Short exercise
Below are some records; return each one exactly.

## BEGIN

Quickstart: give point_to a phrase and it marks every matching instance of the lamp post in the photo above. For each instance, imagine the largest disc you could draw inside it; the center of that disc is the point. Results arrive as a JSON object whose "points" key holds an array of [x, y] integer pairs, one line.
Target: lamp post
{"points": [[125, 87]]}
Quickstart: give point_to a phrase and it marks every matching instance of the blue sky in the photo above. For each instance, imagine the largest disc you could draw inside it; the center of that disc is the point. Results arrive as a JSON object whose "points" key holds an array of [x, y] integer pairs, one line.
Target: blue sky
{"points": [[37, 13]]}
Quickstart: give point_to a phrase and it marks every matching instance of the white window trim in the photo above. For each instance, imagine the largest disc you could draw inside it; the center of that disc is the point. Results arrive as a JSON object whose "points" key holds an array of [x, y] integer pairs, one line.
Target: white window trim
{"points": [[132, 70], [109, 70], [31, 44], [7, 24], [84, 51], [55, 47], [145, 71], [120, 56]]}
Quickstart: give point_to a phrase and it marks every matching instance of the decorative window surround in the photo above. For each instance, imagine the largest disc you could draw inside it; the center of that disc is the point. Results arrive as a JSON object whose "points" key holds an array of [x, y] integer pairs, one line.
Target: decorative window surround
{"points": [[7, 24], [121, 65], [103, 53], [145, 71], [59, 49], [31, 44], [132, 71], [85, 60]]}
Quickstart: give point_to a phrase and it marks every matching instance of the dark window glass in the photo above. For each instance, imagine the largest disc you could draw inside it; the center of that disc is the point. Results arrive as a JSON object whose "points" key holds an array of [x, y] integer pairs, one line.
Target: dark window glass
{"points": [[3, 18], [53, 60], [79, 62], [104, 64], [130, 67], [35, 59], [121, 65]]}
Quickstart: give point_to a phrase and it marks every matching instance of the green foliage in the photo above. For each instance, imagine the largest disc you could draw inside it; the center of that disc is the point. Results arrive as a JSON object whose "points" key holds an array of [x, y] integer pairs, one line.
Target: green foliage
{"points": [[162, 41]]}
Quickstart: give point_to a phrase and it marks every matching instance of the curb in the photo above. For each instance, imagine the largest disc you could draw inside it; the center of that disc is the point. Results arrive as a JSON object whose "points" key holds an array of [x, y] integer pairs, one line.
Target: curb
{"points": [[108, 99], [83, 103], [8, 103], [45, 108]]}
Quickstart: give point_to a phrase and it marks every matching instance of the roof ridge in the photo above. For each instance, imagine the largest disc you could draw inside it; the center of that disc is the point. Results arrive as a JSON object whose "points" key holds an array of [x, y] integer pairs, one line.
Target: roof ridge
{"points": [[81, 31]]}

## END

Answer below
Quickstart: give point_to a phrase and it marks every matching instance of the lamp post in the photo above. For each instance, imagine the largest disc you could draw inside it; the center of that disc is the point. Results arrive as a JSON object whose "points" key holds an array of [x, y] integer pairs, one line.
Target: lamp post
{"points": [[125, 87]]}
Quickstart: give point_to a phrase and it marks every matching instance of the blue sky in the photo above. For each instance, imagine the largest disc you could draw inside it; the center of that disc is the point. Results arrive as a JSON object whose "points" key holds an array of [x, y] integer pairs, one line.
Target: blue sky
{"points": [[37, 13]]}
Quickstart: give point_to a phrase and it marks every matching instance of the white window trim in the photo above. For each instance, imagine the largest disc you could draw inside it; the center of that disc is the point. Results arrive as a JSON object whose "points" key holds an array of [x, y] integer pairs, one line.
Target: white window trim
{"points": [[132, 70], [109, 70], [31, 44], [7, 24], [84, 51], [55, 47], [145, 71], [120, 56]]}
Quickstart: give point_to a phrase and it marks every matching instance of the decorative window surround in the photo above. For each instance, imagine the largest disc you could draw inside it; the center of that disc is the point. Results arrive as a JSON object whose "points" key holds an array of [x, y] integer pairs, one line.
Target: decorative window surround
{"points": [[7, 24], [121, 65], [103, 53], [145, 71], [59, 49], [31, 44], [132, 71], [85, 60]]}
Quickstart: give point_to a phrase and it marks every matching instance of the dark window glass in the photo above. For each instance, imagine the largest disc you could draw inside it; the center of that disc is the point. Results arrive as a JSON object whose "points" key holds an array of [x, y] integer pairs, one line.
Target: dark window glass
{"points": [[3, 18], [53, 60], [79, 62], [104, 64], [130, 67], [35, 59], [121, 65]]}
Quickstart: give point_to a phrase and it marks every matching instance of the green foliage in the photo above. For each instance, imagine the largest disc you could draw inside it; the center of that disc is the point. Results arrive as a JSON object whose "points" key holds an array of [x, y] integer pairs, one line.
Target: green foliage
{"points": [[162, 41]]}
Quickstart: give point_to a phrase and it marks every matching instance of the curb in the photo above. For each instance, imagine the largest disc you could draw inside it; the center of that disc is the point. Results arrive as a JSON object whose "points" key holds an array of [x, y] integer pairs, one line.
Target: curb
{"points": [[108, 99], [83, 103], [8, 103], [45, 108]]}
Quickstart: give point_to a phrase and it marks every matching instance of the roof ridge in the photo above. For each instance, imagine the largest disc you could draw inside it; the center of that disc is the point. Results arrive as a JSON object whose "points" key holds an array of [x, y] integer pairs, one line.
Target: roof ridge
{"points": [[81, 31]]}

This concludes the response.